**Source extract**:
- - -
Ted Dabrowski said two Clinton County school districts, Aviston and Bartelso, had the highest reading levels in the state in 2019.

“And here’s the amazing thing: Aviston and Bartelso only spent $8,000 a year in 2019, the very lowest in the state,” Dabrowski said.

Illinois taxpayers pay about $19,000 per student statewide.

Dabrowski said he traveled to Clinton County to talk with teachers, administrators and parents.

“And what I found was a culture of high expectations, parental engagement, a community of faith. The people there said, ‘We’re competitive. We like to win,’” Dabrowski said.

Dabrowski said that if the state could harness a fraction of the energy in Aviston and Bartelso, it would transform education in Illinois.

While students in his district led the state in reading proficiency, state Sen. Jason Plummer, R-Edwardsville, said kids elsewhere in Illinois are failing under the leadership of Gov. J.B. Pritzker.

Plummer said he is proud that Clinton County is in his district.

“But we’re spending a fraction of the dollars in Clinton County that we spend in Chicago or we spend statewide, and kids are graduating. They can read. They can write,” Plummer said.

Plummer said Clinton County students have the tools, the skills and the knowledge needed to be productive members of the state.

“And I’m sad to say not enough kids in Illinois have that opportunity. That is at the feet of J.B. Pritzker and his allies,” Plummer said.
- - -
**Listed entries**:
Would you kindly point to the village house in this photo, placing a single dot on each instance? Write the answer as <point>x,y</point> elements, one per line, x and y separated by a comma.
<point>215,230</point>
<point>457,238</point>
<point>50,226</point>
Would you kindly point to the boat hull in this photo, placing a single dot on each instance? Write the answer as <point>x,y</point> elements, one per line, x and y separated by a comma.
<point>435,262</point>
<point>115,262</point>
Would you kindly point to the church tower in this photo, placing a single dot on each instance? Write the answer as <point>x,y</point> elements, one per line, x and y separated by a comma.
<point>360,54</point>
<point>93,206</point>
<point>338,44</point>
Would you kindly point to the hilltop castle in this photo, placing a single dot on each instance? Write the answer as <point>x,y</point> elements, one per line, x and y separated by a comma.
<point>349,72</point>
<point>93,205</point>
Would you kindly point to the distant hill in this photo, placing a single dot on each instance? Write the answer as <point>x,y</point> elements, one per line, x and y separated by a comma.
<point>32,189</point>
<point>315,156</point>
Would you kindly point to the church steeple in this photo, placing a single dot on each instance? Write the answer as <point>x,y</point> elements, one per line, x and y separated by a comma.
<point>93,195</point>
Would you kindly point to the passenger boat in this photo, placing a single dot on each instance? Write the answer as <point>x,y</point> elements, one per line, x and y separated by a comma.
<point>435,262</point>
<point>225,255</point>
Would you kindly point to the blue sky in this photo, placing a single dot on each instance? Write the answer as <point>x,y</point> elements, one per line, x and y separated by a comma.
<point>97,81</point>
- - -
**Set task A**: Rewrite the paragraph in the Clinton County schools article that begins "While students in his district" in fewer words, keeping its main facts.
**Set task B**: Quote everything in the Clinton County schools article from "Illinois taxpayers pay" down to "Gov. J.B. Pritzker.".
**Set task C**: Continue the article about Clinton County schools from its final sentence.

**Exercise answer A**: State Sen. Jason Plummer, R-Edwardsville, said that although his district's students led Illinois in reading proficiency, children elsewhere in the state are failing under Gov. J.B. Pritzker.

**Exercise answer B**:
Illinois taxpayers pay about $19,000 per student statewide.

Dabrowski said he traveled to Clinton County to talk with teachers, administrators and parents.

“And what I found was a culture of high expectations, parental engagement, a community of faith. The people there said, ‘We’re competitive. We like to win,’” Dabrowski said.

Dabrowski said that if the state could harness a fraction of the energy in Aviston and Bartelso, it would transform education in Illinois.

While students in his district led the state in reading proficiency, state Sen. Jason Plummer, R-Edwardsville, said kids elsewhere in Illinois are failing under the leadership of Gov. J.B. Pritzker.

**Exercise answer C**:
Pritzker said his administration has increased its commitment to students by more than $2.8 billion, a 33% increase in school funding by state taxpayers. The state’s education budget for the 2025-26 school year is a record-high $11.2 billion.

According to the National Assessment of Education al Progress, only 30% of Illinois’ fourth graders met or exceeded reading proficiency standards.

The Chicago Public Schools system spends about $20,000 per student annually.

Douglass Academy High School on Chicago’s West Side spent more than $93,000 per student last school year. Douglass had about 35 students enrolled and a chronic absenteeism rate of 62%. No students at Douglass met proficiency standards in reading.

Two specialized Chicago Public Schools, Safe Achieve Academy and Simpson Academy High School for Young Women, spent more than $100,000 per student last year.